- [Problem to work on]: Can the data below be echoed back word for word?

================================

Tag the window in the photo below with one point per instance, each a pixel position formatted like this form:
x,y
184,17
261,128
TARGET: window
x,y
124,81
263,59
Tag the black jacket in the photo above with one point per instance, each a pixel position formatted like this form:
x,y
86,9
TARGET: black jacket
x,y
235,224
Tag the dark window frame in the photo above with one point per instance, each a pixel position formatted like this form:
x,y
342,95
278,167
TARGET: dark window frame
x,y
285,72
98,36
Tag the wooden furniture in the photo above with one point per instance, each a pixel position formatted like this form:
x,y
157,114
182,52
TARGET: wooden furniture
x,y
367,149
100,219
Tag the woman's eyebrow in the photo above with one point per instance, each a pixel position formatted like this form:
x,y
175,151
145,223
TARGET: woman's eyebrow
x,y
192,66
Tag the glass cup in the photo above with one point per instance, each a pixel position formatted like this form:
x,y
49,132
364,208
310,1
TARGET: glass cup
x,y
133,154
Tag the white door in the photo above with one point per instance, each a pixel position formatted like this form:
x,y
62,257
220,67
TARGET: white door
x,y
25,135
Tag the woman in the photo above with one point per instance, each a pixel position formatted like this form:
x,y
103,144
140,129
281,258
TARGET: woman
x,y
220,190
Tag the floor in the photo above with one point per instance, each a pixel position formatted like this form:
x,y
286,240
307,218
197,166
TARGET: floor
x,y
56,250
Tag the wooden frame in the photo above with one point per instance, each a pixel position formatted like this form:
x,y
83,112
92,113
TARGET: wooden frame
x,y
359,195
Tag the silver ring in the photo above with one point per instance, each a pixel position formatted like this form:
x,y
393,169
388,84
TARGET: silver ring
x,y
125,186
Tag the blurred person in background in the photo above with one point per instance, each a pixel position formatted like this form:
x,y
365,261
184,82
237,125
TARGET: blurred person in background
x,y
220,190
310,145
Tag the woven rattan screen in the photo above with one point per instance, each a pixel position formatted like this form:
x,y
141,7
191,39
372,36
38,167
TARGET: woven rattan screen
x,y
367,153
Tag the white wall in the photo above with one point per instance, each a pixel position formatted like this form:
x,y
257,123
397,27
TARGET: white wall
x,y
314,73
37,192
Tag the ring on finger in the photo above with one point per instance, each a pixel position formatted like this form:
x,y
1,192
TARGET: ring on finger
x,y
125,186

================================

- [Solution to the problem]:
Tag the window in the photo below with one point per instance, each a pixel position formatted like this form:
x,y
184,17
261,128
TARGET: window
x,y
124,81
263,59
Tag the black jacket in the photo above with one point per instance, each a pixel position formatted like this form:
x,y
86,9
TARGET: black jacket
x,y
235,224
Tag the dark window frame in the photo above with one point per instance, each a pixel position formatted like this form:
x,y
342,95
278,167
TARGET: dark window frame
x,y
285,72
98,36
Tag the wooden furniture in the photo above with one point per instance, each a pixel position formatted like this form:
x,y
157,114
182,52
TARGET: wooden furniture
x,y
367,149
100,219
Tag the woman's eyebrow in the photo above with one point per instance, each a pixel position formatted like this form:
x,y
175,151
145,223
TARGET: woman's eyebrow
x,y
192,66
Tag the glass cup in the photo above with one point per instance, each a pixel position formatted like this form:
x,y
49,132
364,208
310,1
TARGET: glass cup
x,y
133,154
Tag the white door in the photo above with one point per instance, each a pixel position formatted like this form:
x,y
62,257
220,67
TARGET: white door
x,y
25,135
Tag the woman in the photo above with one point per instance, each a pixel position formatted like this form:
x,y
103,144
140,129
281,258
TARGET: woman
x,y
220,190
Tag the floor in the photo above with one point per instance, each a pixel position formatted like this form:
x,y
286,240
307,218
197,166
TARGET: floor
x,y
56,250
Tag the wooden frame in the photo above with one point per instance, each a pixel position formatted like this form:
x,y
83,112
92,113
TARGET: wooden frame
x,y
359,195
Tag the silver ring in the photo above with one point per instance, each a pixel position formatted like this form:
x,y
393,169
388,84
TARGET: silver ring
x,y
125,186
Tag the blurred person in background in the photo above with one point per instance, each a pixel position formatted like this form:
x,y
365,261
184,82
237,125
TARGET: blurred person in background
x,y
220,190
310,145
Tag the woven rattan screen in the photo above with one point per instance, each a pixel position formatted like this form:
x,y
141,7
191,39
372,36
38,167
TARGET: woven rattan screen
x,y
367,153
Tag the white wall in the photo above with one point per instance, each a pixel position formatted like this form:
x,y
257,123
397,27
TARGET: white wall
x,y
314,73
37,192
Tag the ring on finger in the photo above with one point per instance, each a pixel position formatted like this form:
x,y
1,192
TARGET: ring on finger
x,y
125,186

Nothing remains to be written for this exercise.